* Text *
-*-

Close Menu

In Memoriam

Elizabeth McNaughton (Main) Welty, M.D. 

Dr. Elizabeth McNaughton (Main) Welty died Sept. 6 at age 101. She was an advocate and generous supporter of the arts and humanities, healthcare institutions, human-service organizations, and education. In 2008 she donated $100,000 toward the construction of Whitworth's Robinson Science Hall, which has a chemistry lab named in honor of her father- and mother-in-law, Dr. Emil and Lillie Welty, and her husband, Dr. Robert Welty, who died in 1989. Emil was a friend of Frank Warren, Whitworth's 15th president, and "Lib," as she was known to those close to her, was a friend of Edward Lindaman, Whitworth's 18th president. Welty also enjoyed attending concerts and theatre performances on campus.

-*-

* Required actions *
(1) List the causes that the memorial notice says Welty advocated for and generously supported.
(2) Update the memorial notice from "Elizabeth McNaughton (Main) Welty, M.D." to "performances on campus.", replacing "chemistry lab" with "physics lab".

* Dataset extract *
-*-

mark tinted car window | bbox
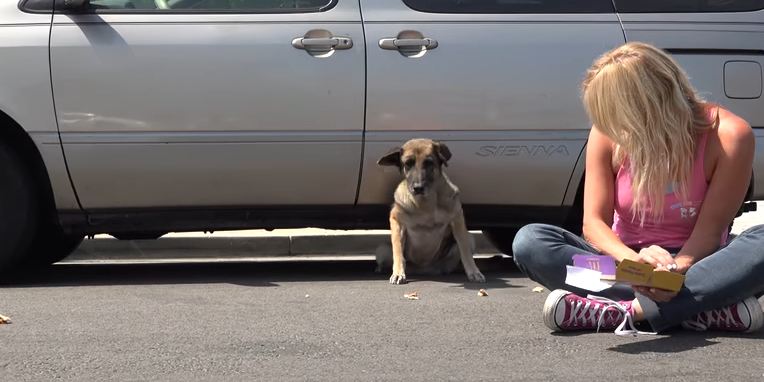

-*-

* Results in order *
(1)
- the arts and humanities
- healthcare institutions
- human-service organizations
- education

(2)
Elizabeth McNaughton (Main) Welty, M.D. 

Dr. Elizabeth McNaughton (Main) Welty died Sept. 6 at age 101. She was an advocate and generous supporter of the arts and humanities, healthcare institutions, human-service organizations, and education. In 2008 she donated $100,000 toward the construction of Whitworth's Robinson Science Hall, which has a physics lab named in honor of her father- and mother-in-law, Dr. Emil and Lillie Welty, and her husband, Dr. Robert Welty, who died in 1989. Emil was a friend of Frank Warren, Whitworth's 15th president, and "Lib," as she was known to those close to her, was a friend of Edward Lindaman, Whitworth's 18th president. Welty also enjoyed attending concerts and theatre performances on campus.